>> Begin Records provided
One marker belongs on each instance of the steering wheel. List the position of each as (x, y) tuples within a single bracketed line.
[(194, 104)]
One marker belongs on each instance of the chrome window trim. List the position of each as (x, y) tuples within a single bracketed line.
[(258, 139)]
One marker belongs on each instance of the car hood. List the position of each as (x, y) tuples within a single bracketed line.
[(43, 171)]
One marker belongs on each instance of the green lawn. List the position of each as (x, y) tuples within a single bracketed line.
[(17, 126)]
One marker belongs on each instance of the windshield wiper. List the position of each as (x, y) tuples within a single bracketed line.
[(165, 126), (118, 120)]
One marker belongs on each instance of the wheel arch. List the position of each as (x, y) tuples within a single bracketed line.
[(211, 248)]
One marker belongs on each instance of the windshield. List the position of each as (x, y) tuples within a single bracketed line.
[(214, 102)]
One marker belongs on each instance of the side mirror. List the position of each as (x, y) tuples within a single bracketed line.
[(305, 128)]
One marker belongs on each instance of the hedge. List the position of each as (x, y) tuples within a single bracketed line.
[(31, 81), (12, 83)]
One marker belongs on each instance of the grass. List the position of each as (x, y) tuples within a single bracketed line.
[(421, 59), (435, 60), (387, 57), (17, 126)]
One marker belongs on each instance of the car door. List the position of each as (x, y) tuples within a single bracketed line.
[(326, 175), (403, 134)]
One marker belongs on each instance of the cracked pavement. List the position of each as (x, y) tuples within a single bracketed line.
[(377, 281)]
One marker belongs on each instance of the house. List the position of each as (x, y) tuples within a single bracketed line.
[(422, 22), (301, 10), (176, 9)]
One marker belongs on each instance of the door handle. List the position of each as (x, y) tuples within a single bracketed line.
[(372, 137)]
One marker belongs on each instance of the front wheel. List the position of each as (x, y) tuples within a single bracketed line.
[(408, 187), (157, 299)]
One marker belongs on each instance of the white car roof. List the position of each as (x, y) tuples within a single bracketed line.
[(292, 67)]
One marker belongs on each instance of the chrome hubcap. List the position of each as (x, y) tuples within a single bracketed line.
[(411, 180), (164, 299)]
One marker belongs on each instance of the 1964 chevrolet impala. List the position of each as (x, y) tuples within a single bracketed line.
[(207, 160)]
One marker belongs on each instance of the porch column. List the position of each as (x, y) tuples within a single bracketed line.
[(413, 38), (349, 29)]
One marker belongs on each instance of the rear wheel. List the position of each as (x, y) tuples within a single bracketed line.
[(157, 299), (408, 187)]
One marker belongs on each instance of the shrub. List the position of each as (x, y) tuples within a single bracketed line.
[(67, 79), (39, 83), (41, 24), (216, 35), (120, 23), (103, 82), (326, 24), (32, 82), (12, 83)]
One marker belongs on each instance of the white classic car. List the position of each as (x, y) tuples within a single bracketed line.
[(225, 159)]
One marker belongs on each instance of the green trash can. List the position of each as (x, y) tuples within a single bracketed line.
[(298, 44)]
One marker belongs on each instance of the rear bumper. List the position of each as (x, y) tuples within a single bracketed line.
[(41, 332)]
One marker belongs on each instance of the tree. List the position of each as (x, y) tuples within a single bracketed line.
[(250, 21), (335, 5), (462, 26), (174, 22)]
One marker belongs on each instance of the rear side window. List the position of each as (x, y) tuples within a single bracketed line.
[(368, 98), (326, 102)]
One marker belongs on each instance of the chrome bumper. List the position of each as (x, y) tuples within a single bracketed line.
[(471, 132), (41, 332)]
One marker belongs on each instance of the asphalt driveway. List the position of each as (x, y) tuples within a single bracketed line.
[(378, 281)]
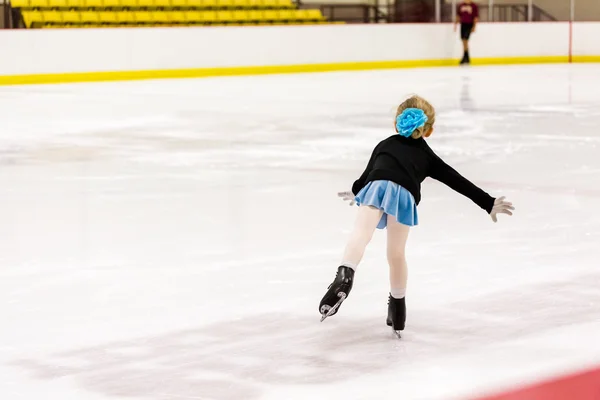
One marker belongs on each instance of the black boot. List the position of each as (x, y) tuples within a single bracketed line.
[(337, 292), (396, 314)]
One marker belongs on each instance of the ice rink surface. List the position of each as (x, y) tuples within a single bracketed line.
[(172, 239)]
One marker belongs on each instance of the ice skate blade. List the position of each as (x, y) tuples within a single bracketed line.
[(342, 297)]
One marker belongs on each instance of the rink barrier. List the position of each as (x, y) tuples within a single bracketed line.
[(70, 55), (79, 77)]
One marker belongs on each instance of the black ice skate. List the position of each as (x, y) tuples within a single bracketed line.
[(396, 314), (337, 292)]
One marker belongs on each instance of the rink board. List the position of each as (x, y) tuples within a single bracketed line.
[(55, 56)]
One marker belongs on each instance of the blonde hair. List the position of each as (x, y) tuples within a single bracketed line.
[(418, 102)]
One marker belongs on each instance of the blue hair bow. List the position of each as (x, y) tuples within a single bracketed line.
[(409, 120)]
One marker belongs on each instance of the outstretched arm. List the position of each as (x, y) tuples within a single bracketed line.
[(449, 176), (360, 182)]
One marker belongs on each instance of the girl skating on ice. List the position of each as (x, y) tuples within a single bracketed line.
[(388, 193)]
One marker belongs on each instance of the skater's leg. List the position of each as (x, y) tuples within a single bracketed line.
[(366, 222), (396, 252), (397, 235)]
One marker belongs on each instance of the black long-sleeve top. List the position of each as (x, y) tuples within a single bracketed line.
[(408, 162)]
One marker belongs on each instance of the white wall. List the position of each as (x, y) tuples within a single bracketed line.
[(586, 39), (55, 51)]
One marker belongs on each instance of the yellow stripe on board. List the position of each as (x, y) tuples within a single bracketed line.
[(586, 58), (274, 69)]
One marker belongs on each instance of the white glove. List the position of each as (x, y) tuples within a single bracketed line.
[(347, 196), (501, 206)]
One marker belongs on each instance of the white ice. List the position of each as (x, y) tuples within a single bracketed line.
[(172, 239)]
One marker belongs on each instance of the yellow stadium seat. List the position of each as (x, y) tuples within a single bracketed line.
[(176, 17), (99, 4), (240, 16), (75, 4), (112, 4), (160, 17), (20, 3), (240, 3), (71, 17), (209, 4), (52, 17), (38, 3), (254, 15), (284, 3), (128, 3), (225, 17), (90, 17), (193, 17), (108, 17), (210, 17), (314, 15), (32, 17), (125, 17), (162, 3), (287, 15), (225, 3), (143, 17), (271, 15), (146, 3), (57, 3)]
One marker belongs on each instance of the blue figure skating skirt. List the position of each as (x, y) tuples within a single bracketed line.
[(392, 199)]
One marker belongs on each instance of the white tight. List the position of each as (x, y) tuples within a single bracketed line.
[(397, 235)]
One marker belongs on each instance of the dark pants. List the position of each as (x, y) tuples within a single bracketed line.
[(465, 31)]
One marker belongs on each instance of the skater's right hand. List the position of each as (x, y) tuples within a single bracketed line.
[(347, 196), (501, 206)]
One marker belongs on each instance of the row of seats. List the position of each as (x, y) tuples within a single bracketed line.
[(34, 19), (150, 4)]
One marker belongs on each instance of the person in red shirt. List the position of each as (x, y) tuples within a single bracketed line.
[(467, 16)]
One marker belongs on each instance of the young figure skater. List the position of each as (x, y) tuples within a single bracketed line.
[(388, 193)]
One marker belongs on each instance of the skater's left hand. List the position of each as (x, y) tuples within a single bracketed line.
[(501, 206), (347, 196)]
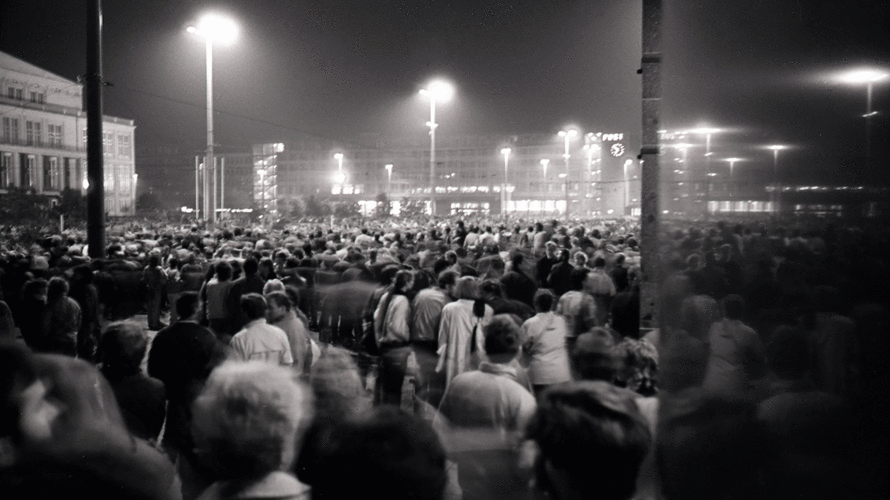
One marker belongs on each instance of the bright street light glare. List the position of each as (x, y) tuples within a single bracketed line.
[(865, 75), (439, 90), (217, 28)]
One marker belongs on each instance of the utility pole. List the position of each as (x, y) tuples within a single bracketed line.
[(95, 159), (650, 69)]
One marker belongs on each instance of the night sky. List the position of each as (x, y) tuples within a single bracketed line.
[(761, 69)]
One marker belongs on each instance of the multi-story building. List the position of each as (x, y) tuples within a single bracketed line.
[(472, 173), (43, 139)]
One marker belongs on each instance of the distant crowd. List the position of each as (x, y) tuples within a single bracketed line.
[(449, 358)]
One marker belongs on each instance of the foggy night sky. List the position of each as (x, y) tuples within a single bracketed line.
[(338, 68)]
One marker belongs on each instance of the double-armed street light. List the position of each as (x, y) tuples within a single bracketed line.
[(869, 77), (440, 91), (212, 28), (568, 135)]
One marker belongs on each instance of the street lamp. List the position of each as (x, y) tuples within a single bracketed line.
[(213, 28), (506, 194), (442, 92), (777, 190), (869, 77), (568, 135)]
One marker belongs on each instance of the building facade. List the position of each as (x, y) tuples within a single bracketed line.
[(492, 174), (43, 138)]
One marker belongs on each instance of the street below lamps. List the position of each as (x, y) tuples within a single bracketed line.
[(212, 28), (436, 91), (568, 135)]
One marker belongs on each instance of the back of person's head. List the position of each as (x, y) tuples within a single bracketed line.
[(337, 385), (57, 287), (250, 265), (592, 357), (734, 306), (279, 298), (254, 306), (501, 339), (249, 419), (543, 300), (577, 278), (187, 304), (468, 288), (394, 454), (447, 279), (122, 348), (491, 287), (223, 270), (591, 439), (17, 373)]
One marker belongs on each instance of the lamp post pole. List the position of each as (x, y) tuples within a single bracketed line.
[(506, 194), (567, 135)]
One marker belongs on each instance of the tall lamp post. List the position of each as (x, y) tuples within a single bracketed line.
[(869, 77), (442, 92), (506, 195), (568, 135), (213, 28), (777, 190)]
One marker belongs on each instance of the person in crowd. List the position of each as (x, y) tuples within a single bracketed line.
[(87, 297), (833, 345), (426, 316), (517, 283), (543, 340), (259, 340), (461, 343), (182, 356), (141, 398), (492, 292), (33, 305), (251, 282), (486, 412), (737, 356), (61, 319), (602, 288), (281, 313), (545, 264), (248, 425), (393, 333), (577, 307), (62, 434), (154, 280), (619, 273), (339, 395), (590, 442), (386, 451), (559, 278), (217, 290)]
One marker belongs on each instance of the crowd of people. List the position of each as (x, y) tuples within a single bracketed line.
[(447, 359)]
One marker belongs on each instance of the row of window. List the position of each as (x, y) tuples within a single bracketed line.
[(55, 137), (18, 94)]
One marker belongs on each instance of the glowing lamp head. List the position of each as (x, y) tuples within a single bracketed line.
[(863, 75), (438, 90), (216, 28)]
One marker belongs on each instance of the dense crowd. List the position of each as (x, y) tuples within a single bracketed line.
[(452, 358)]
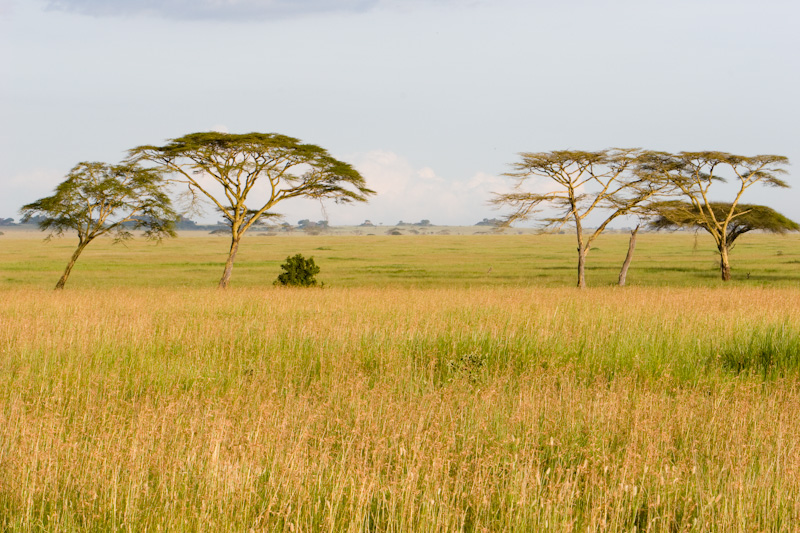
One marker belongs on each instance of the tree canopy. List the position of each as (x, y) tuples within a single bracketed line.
[(746, 217), (580, 184), (694, 173), (246, 175), (99, 199)]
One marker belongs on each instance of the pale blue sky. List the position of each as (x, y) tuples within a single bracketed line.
[(430, 99)]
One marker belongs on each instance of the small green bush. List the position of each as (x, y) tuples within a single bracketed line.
[(298, 272)]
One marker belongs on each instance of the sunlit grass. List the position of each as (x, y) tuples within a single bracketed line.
[(399, 409)]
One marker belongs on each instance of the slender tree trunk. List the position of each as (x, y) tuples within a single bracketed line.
[(581, 266), (623, 274), (75, 255), (724, 263), (226, 274)]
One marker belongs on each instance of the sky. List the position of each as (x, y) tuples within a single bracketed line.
[(431, 100)]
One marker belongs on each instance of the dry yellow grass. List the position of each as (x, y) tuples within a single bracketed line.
[(399, 410)]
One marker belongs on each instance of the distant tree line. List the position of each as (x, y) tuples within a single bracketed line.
[(664, 190), (246, 176)]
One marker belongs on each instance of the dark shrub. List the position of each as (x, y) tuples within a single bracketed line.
[(298, 272)]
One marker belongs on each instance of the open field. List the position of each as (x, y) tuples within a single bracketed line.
[(195, 259), (417, 393)]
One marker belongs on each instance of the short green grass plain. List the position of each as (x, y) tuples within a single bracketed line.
[(195, 260), (437, 383)]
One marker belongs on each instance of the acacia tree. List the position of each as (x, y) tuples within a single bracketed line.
[(743, 218), (694, 173), (245, 175), (99, 199), (585, 183)]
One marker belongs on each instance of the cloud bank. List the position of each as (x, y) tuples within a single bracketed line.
[(243, 10), (409, 193)]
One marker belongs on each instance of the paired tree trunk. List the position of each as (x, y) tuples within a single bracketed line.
[(582, 266), (623, 274), (75, 255), (226, 274), (724, 263)]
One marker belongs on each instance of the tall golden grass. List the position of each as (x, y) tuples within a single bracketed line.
[(491, 409)]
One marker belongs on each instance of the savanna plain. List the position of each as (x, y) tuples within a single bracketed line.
[(436, 383)]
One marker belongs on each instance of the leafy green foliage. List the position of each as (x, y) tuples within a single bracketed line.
[(298, 272), (97, 198), (226, 168), (745, 218), (100, 199)]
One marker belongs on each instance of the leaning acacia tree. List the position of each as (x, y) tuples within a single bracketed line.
[(99, 199), (742, 219), (246, 175), (694, 173), (585, 183)]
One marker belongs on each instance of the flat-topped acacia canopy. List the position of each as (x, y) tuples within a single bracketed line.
[(237, 162)]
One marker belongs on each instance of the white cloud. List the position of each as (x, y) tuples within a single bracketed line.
[(409, 193)]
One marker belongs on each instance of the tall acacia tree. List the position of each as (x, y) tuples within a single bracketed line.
[(99, 199), (694, 173), (742, 218), (246, 175), (582, 183)]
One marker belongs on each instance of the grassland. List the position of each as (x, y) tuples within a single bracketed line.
[(418, 393)]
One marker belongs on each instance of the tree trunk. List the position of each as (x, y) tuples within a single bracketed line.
[(226, 274), (75, 255), (582, 266), (623, 274), (724, 263)]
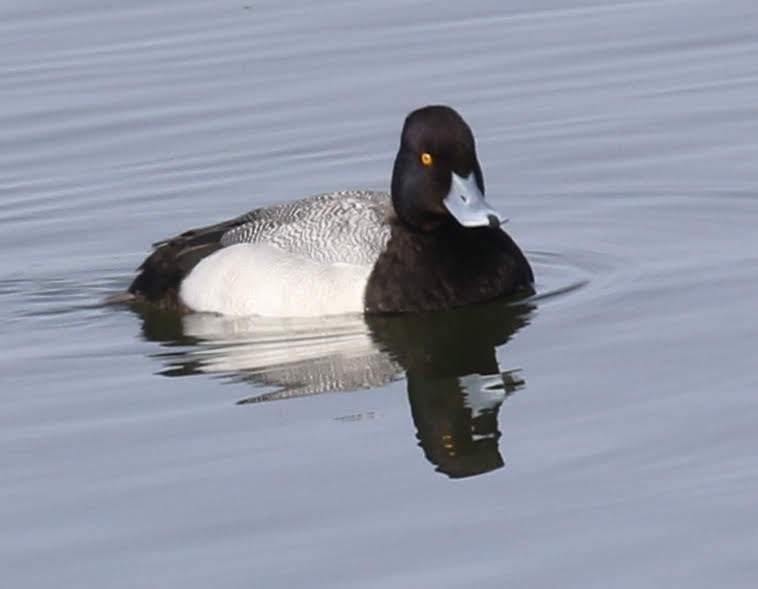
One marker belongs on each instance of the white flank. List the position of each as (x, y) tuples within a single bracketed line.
[(261, 279)]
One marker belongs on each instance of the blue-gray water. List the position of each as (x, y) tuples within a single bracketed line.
[(620, 138)]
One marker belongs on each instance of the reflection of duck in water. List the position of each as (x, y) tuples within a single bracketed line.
[(455, 385)]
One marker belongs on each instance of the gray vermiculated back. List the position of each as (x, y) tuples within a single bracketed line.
[(348, 226)]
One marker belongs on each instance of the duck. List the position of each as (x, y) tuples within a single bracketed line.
[(430, 244)]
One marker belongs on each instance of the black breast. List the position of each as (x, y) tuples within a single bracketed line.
[(445, 268)]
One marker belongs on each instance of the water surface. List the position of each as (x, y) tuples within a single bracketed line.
[(600, 434)]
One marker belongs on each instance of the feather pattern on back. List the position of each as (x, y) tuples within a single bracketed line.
[(337, 227)]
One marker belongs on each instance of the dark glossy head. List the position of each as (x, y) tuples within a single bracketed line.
[(437, 178)]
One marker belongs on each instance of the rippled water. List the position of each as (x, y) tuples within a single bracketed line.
[(600, 434)]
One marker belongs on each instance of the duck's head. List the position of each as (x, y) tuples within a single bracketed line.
[(437, 178)]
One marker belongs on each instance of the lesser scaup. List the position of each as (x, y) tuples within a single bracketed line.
[(432, 244)]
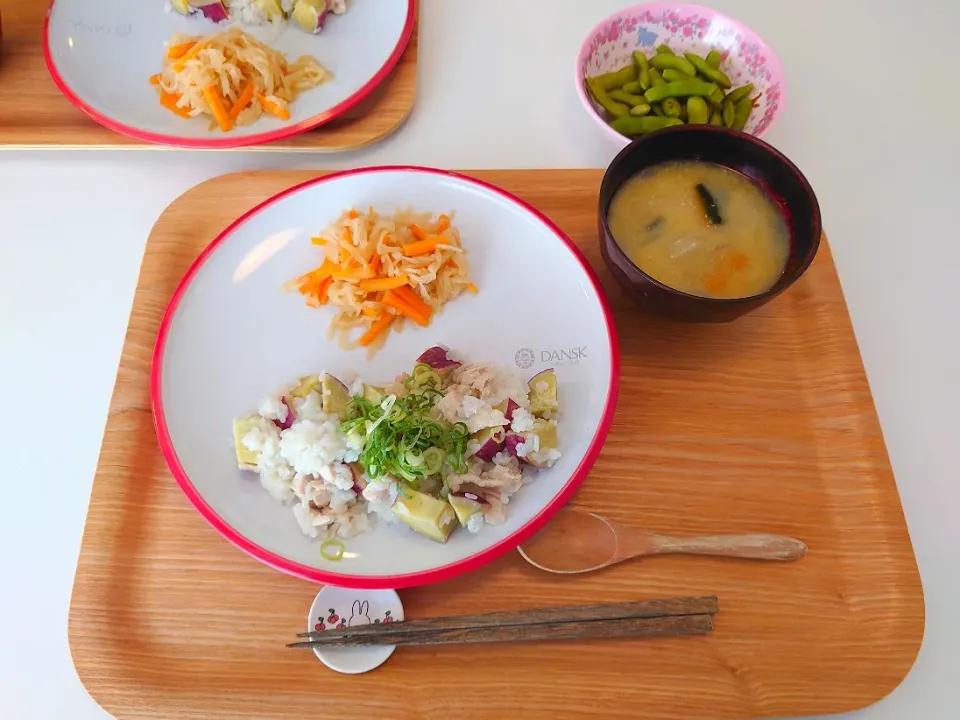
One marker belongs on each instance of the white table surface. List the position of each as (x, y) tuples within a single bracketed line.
[(878, 139)]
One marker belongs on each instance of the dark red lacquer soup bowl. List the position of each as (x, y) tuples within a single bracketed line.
[(767, 166)]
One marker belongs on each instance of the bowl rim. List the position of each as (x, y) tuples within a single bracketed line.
[(221, 143), (739, 136), (580, 79), (437, 574)]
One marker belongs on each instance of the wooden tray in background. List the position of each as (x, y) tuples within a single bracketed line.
[(762, 425), (34, 115)]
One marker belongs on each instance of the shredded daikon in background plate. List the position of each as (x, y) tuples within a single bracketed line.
[(233, 78)]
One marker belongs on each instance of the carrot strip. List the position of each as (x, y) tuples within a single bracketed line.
[(422, 247), (378, 284), (372, 267), (175, 52), (382, 323), (170, 101), (413, 300), (322, 296), (187, 57), (392, 300), (246, 95), (212, 97), (273, 108)]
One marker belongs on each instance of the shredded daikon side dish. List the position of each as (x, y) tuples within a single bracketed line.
[(380, 271), (232, 78)]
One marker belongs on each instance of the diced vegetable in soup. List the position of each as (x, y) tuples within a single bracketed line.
[(701, 228)]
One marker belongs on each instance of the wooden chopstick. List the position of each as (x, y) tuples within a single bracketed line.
[(677, 616)]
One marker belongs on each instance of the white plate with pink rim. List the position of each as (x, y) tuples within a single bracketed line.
[(230, 337), (101, 54), (683, 27)]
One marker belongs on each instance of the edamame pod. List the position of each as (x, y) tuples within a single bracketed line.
[(617, 78), (698, 112), (613, 107), (680, 89), (728, 112), (741, 113), (671, 75), (643, 68), (625, 97), (740, 93), (712, 74), (716, 98), (671, 107), (643, 125), (672, 62)]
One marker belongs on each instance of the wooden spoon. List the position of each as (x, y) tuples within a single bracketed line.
[(577, 541)]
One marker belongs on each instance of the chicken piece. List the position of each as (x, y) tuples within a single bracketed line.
[(471, 379), (502, 478)]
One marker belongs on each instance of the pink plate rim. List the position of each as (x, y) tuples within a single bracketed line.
[(686, 8), (228, 142), (445, 572)]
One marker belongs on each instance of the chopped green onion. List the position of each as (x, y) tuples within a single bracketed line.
[(399, 434), (339, 549)]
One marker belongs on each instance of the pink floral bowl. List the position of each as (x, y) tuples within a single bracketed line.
[(685, 28)]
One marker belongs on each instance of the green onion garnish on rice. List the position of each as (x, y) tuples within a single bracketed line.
[(401, 436), (338, 549)]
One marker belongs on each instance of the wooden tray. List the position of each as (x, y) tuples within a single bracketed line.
[(763, 425), (36, 116)]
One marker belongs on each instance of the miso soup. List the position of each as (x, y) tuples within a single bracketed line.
[(701, 228)]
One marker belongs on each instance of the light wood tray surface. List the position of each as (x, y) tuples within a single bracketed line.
[(35, 115), (763, 425)]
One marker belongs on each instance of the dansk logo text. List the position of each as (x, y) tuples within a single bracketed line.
[(571, 355)]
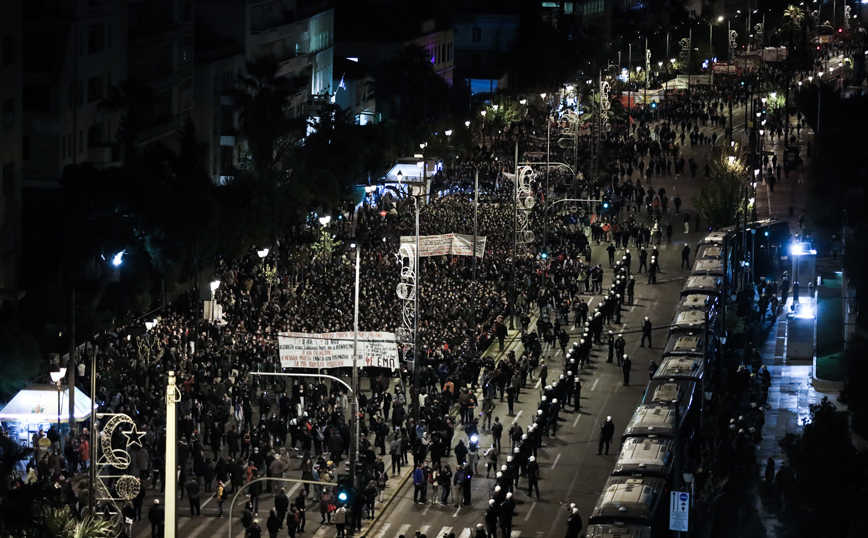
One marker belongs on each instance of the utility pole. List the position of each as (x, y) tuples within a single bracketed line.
[(173, 396), (354, 451), (70, 369)]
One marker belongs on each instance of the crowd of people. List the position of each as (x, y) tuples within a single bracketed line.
[(234, 428)]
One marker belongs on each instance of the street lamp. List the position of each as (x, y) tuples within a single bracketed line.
[(214, 285), (57, 378)]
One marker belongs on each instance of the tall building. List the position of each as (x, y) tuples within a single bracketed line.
[(299, 33), (11, 151), (74, 52)]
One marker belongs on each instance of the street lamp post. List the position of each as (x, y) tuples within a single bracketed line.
[(57, 378), (354, 454)]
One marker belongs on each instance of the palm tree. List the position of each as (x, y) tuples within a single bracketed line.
[(62, 524), (134, 100), (261, 97), (794, 15)]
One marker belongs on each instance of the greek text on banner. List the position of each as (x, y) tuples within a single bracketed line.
[(335, 350), (446, 244)]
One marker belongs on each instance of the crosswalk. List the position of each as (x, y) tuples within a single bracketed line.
[(387, 530)]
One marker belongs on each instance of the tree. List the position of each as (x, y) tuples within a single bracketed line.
[(20, 359), (854, 395), (134, 100), (261, 98), (325, 246), (61, 523), (822, 479), (720, 199)]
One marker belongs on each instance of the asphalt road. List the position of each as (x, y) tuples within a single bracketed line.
[(571, 471)]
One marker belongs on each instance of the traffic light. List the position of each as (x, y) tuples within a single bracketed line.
[(344, 491)]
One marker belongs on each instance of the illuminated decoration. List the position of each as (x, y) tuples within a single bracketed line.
[(525, 202), (111, 460), (685, 48), (605, 105), (406, 291), (128, 487)]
>> End Records provided
Reproduce verbatim the lines of the entries above, from the line containing "One marker belongs on each instance of the slender" up to and including the line containing "[(399, 410)]".

## Answer:
One marker belongs on each instance of the slender tree trunk. List the position of each as (x, y) tuples within a single bracketed line.
[(581, 266), (623, 274), (75, 255), (724, 263), (226, 274)]
One marker belongs on each instance of the sky. List the position of each as (x, y) tuples within a single bracketed line.
[(431, 100)]
One marker belongs on each instance of the dry yellow grass. List the position of each as (x, y) tuples within a single bracketed line.
[(399, 410)]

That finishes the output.